Region pointing data
++++
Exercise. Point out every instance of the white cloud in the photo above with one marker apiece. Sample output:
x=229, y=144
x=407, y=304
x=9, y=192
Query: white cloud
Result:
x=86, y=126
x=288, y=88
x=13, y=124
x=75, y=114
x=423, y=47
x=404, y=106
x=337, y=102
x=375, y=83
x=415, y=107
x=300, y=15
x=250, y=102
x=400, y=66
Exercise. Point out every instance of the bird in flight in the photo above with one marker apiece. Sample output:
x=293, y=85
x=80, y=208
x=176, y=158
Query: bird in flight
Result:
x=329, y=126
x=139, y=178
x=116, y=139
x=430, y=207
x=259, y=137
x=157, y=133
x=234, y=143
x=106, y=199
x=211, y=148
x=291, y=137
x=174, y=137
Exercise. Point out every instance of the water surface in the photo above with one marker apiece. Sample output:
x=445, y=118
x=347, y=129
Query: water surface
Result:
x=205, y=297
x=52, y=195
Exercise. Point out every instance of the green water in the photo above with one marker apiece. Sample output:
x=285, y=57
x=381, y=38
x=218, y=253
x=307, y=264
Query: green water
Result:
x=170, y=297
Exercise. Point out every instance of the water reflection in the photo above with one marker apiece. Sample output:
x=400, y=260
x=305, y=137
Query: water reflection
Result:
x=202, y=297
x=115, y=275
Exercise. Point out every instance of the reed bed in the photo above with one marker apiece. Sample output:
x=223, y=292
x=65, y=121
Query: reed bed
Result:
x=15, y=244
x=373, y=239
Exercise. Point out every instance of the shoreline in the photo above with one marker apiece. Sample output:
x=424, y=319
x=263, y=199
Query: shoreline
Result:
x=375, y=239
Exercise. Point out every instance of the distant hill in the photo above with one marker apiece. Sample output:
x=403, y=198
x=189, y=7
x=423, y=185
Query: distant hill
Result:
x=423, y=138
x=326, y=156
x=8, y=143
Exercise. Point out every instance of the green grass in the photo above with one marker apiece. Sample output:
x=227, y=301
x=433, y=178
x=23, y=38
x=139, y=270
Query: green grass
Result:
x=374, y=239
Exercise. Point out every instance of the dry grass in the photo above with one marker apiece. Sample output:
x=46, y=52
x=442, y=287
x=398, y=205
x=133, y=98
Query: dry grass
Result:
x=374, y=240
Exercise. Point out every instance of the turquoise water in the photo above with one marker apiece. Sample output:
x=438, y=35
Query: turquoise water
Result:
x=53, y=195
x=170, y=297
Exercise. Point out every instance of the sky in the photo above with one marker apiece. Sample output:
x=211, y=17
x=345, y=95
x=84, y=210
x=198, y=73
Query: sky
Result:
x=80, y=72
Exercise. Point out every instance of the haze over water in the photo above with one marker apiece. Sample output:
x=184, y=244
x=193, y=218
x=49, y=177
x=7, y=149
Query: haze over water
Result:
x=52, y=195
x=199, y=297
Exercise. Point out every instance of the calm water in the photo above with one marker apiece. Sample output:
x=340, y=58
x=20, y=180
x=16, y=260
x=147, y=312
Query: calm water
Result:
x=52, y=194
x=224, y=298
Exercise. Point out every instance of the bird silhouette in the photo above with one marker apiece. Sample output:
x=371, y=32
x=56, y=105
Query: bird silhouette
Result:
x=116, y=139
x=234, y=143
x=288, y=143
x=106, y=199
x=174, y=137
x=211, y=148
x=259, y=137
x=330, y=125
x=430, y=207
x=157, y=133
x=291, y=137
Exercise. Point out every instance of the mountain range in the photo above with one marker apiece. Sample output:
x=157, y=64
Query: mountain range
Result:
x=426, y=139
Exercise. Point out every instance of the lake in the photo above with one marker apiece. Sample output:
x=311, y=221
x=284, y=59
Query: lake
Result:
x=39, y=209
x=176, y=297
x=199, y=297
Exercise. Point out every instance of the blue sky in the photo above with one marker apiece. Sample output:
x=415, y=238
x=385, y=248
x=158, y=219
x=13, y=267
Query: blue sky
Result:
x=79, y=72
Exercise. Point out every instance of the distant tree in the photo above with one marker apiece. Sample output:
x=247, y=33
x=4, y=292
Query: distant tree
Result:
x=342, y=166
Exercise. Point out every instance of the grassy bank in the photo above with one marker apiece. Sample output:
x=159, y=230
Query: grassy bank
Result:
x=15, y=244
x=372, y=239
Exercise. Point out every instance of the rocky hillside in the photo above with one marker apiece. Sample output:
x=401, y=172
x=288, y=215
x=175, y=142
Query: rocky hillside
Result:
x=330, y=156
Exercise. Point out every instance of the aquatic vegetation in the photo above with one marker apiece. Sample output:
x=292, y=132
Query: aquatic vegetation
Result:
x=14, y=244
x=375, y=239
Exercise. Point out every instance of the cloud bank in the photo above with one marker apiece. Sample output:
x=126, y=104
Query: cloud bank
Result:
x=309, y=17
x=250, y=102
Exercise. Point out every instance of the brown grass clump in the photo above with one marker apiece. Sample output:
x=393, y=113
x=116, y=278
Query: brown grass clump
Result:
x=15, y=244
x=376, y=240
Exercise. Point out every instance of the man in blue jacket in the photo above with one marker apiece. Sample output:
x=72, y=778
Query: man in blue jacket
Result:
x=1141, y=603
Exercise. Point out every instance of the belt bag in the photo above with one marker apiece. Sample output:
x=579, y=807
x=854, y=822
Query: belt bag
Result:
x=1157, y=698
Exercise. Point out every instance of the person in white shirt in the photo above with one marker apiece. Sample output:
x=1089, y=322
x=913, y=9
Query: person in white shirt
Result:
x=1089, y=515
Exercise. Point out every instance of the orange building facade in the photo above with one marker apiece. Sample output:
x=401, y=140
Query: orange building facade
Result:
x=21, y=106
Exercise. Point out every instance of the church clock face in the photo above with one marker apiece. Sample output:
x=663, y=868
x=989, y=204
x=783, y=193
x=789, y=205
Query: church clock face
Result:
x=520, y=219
++++
#### About this exercise
All of the records above need to be copied exactly.

#### Your solution
Exercise. Point out every instance of the white cloud in the photo above with one marker apiece. Sample output:
x=229, y=144
x=407, y=304
x=9, y=192
Query: white cloud
Result:
x=86, y=126
x=288, y=88
x=13, y=124
x=75, y=114
x=423, y=47
x=404, y=106
x=337, y=102
x=375, y=83
x=415, y=107
x=300, y=15
x=250, y=102
x=400, y=66
Exercise. Point out every instance of the bird in flight in the photo above with one marker apiece. Sample output:
x=293, y=85
x=80, y=208
x=176, y=158
Query: bird in flight
Result:
x=329, y=126
x=139, y=178
x=116, y=139
x=430, y=207
x=259, y=137
x=157, y=133
x=234, y=143
x=106, y=199
x=211, y=148
x=291, y=137
x=174, y=137
Exercise. Point out every instance of the water surface in the photo above with one marker apiece. Sample output:
x=445, y=118
x=347, y=129
Query: water surface
Result:
x=205, y=297
x=52, y=195
Exercise. Point out every instance of the green water in the photo above with one marker apiece. Sample output:
x=285, y=57
x=381, y=38
x=218, y=253
x=307, y=264
Query: green water
Result:
x=170, y=297
Exercise. Point out every instance of the water reflection in the photo above with one marker apiece. Sample output:
x=400, y=260
x=305, y=137
Query: water reflection
Result:
x=202, y=297
x=115, y=275
Exercise. Point out every instance of the reed bed in the photo above with one marker apiece. Sample output:
x=223, y=292
x=65, y=121
Query: reed bed
Result:
x=15, y=244
x=373, y=239
Exercise. Point out every instance of the shoreline in the photo above with one marker apiece. Sample output:
x=424, y=319
x=263, y=199
Query: shoreline
Result:
x=375, y=239
Exercise. Point out every instance of the distant hill in the photo above with one marker apiece. Sample output:
x=403, y=198
x=189, y=7
x=423, y=185
Query: distant hill
Result:
x=423, y=138
x=326, y=156
x=8, y=143
Exercise. Point out every instance of the green grass in the photo above with one marker apiece. Sample output:
x=227, y=301
x=433, y=178
x=23, y=38
x=139, y=270
Query: green grass
Result:
x=374, y=239
Exercise. Point out every instance of the dry grass in the photo above with one marker apiece. Sample output:
x=46, y=52
x=442, y=287
x=398, y=205
x=133, y=98
Query: dry grass
Result:
x=374, y=240
Exercise. Point out every instance of the turquoise water in the photo above with one marker apiece. Sample output:
x=438, y=35
Query: turquoise water
Result:
x=53, y=195
x=170, y=297
Exercise. Point out every instance of the sky in the photo above with one marker apiece. Sample output:
x=211, y=17
x=345, y=95
x=84, y=210
x=198, y=73
Query: sky
Result:
x=80, y=72
Exercise. Point out every instance of the haze over water in the photo above with one marker apiece. Sample output:
x=184, y=244
x=193, y=218
x=49, y=177
x=7, y=149
Query: haze over water
Result:
x=52, y=195
x=199, y=297
Exercise. Point out every instance of the calm water in the photo above with one marker apiece. Sample output:
x=340, y=58
x=20, y=180
x=16, y=260
x=147, y=312
Query: calm water
Result:
x=52, y=194
x=224, y=298
Exercise. Point out every instance of the bird silhouette in the photo above with one marker apiece. Sample output:
x=371, y=32
x=56, y=105
Query: bird silhouette
Result:
x=116, y=139
x=234, y=143
x=288, y=143
x=106, y=199
x=174, y=137
x=211, y=148
x=259, y=137
x=330, y=125
x=430, y=207
x=157, y=133
x=291, y=137
Exercise. Point out every instance of the mountain range in the photo above with one marker apiece. Sample output:
x=157, y=64
Query: mountain range
Result:
x=426, y=139
Exercise. Point out every instance of the lake in the photo above with one marker apiece. Sample output:
x=311, y=221
x=284, y=59
Query: lake
Result:
x=39, y=209
x=176, y=297
x=199, y=297
Exercise. Point out every instance of the blue sky in the photo above with one marker apiece. Sample output:
x=415, y=238
x=385, y=248
x=158, y=219
x=13, y=267
Query: blue sky
Result:
x=79, y=72
Exercise. Point out every instance of the distant tree in the photo above with one marker apiece. Sample output:
x=247, y=33
x=4, y=292
Query: distant tree
Result:
x=342, y=166
Exercise. Point out every instance of the grassy bank in the photo above with one marker apiece. Sample output:
x=159, y=230
Query: grassy bank
Result:
x=15, y=244
x=372, y=239
Exercise. Point out every instance of the rocky hillside in the photo above with one marker apiece. Sample output:
x=401, y=172
x=288, y=215
x=175, y=142
Query: rocky hillside
Result:
x=330, y=156
Exercise. Point out every instance of the aquatic vegetation in the photo above with one marker apiece. Sample output:
x=292, y=132
Query: aquatic vegetation
Result:
x=14, y=244
x=375, y=239
Exercise. Point out every instance of the cloud bank in the photo above with one marker apiece. Sample output:
x=126, y=104
Query: cloud bank
Result:
x=309, y=17
x=250, y=102
Exercise. Point out every instance of the brown grass clump in the photo above with one marker apiece. Sample output:
x=393, y=113
x=116, y=278
Query: brown grass clump
Result:
x=15, y=244
x=376, y=240
Exercise. Point out every instance of the man in blue jacket in the photo above with one marker apiece. Sample output:
x=72, y=778
Query: man in blue jacket
Result:
x=1141, y=603
Exercise. Point out every instance of the belt bag in the photo above with one marker apiece. Sample output:
x=579, y=807
x=854, y=822
Query: belt bag
Result:
x=1157, y=698
Exercise. Point out every instance of the person in white shirt in the photo above with one marker apiece. Sample output:
x=1089, y=322
x=913, y=9
Query: person in white shirt
Result:
x=1089, y=515
Exercise. Point out every instance of the orange building facade in the photo above with one marker apiece. Sample output:
x=401, y=140
Query: orange building facade
Result:
x=21, y=106
Exercise. Point out every instance of the church clock face in the photo above with one marker apiece. Sample output:
x=663, y=868
x=989, y=204
x=783, y=193
x=789, y=205
Query: church clock face
Result:
x=520, y=219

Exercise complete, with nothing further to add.